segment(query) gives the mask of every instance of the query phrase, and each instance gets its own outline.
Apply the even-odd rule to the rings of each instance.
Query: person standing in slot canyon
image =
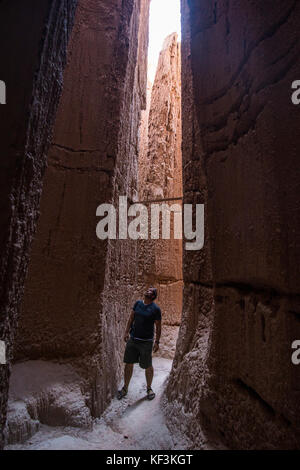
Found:
[[[137,300],[135,302],[128,319],[124,335],[126,342],[124,353],[124,386],[118,391],[117,398],[119,400],[127,395],[135,363],[139,363],[140,367],[145,369],[148,400],[155,398],[155,393],[151,388],[154,375],[152,352],[158,351],[161,335],[161,310],[154,302],[156,297],[157,289],[149,287],[144,294],[144,300]],[[156,333],[155,342],[154,325]]]

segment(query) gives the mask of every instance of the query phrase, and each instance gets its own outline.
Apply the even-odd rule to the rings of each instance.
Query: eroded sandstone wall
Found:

#### TASK STATEMENT
The answer should contain all the material above, copied exactly, and no images.

#### SOLUTION TO THE EXERCISE
segment(query) gives the mask of every instance of the query phrase, and each instance gets its own outline.
Apply the even-odd rule to the rings of each instance.
Query: person standing in slot canyon
image =
Found:
[[[137,300],[135,302],[128,319],[124,335],[126,342],[124,353],[124,386],[118,391],[117,398],[119,400],[127,395],[135,363],[139,363],[140,367],[145,369],[148,400],[155,398],[155,393],[151,388],[154,375],[152,352],[158,351],[161,335],[161,310],[154,302],[156,297],[157,289],[149,287],[144,294],[144,300]],[[156,333],[155,342],[154,325]]]

segment(query) gives the mask of every instance of the query phrase, and each instance gets its own outline.
Apply the even-odd rule to the rings of each instance.
Query: eroded sandstone wall
Found:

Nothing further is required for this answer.